Did the board issue instructions to the shortlisted to not fight?

How much- on a scale of 1 to 10- would you give Ambris’ second inning dismissal and Hetmyer’s failure in both innings?

Little sense to raise questions at Keemo Paul, who scored more than the captain, for he’s just starting out.

But consider a simple equation.

Would a Babar Azam, Ian Bell, or even, Martin Guptill have played the stroke Brathwaite did in the second inning, giving catching practice to forward short-leg, knowing how well his team needed him?

That said, it’s also senseless to not examine some key positives. But each posits a question.

Powell’s fifty was a fine knock- attacking and beautiful- but should he not have carried on? Why did the Windies batsmen play as if they were asked to keep the run-rate up in a 5-day game? If you were Bishy, you’d have simply yelled with mighty happiness seeing Shai’s straight drives on Umesh and that flat six off Ashwin- remember the name- but was their sense in getting out cheaply?

Were the West Indies actually against the most dangerous bowling attack there is? Could you see Bumrah, Bhuvi around? Wonder what might’ve happened had they played?

It won’t change an iota of West Indian fortune to blame selectors. You can call a spade a spade and you must. Cameron’s no deity. Wavell Hinds is no Mickey Arthur. Browne is not gifted as Ajit Wadekar was for India.

• • • • •

TASK REQUIREMENTS
**1.** In the cricket commentary, who is said to have scored more than the captain?
**2.** Repeat the cricket commentary word for word, starting with "How much- on" and going on through "team needed him?".

SUPPLIED MATERIAL

• • • • •

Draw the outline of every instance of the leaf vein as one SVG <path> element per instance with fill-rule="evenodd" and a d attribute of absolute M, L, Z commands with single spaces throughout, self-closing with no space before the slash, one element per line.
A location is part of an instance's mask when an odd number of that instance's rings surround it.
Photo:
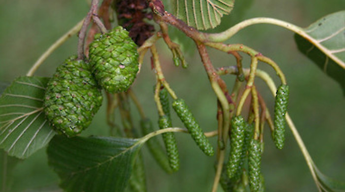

• • • • •

ANSWERS FOR THIS EXERCISE
**1.** Keemo Paul

**2.**
How much- on a scale of 1 to 10- would you give Ambris’ second inning dismissal and Hetmyer’s failure in both innings?

Little sense to raise questions at Keemo Paul, who scored more than the captain, for he’s just starting out.

But consider a simple equation.

Would a Babar Azam, Ian Bell, or even, Martin Guptill have played the stroke Brathwaite did in the second inning, giving catching practice to forward short-leg, knowing how well his team needed him?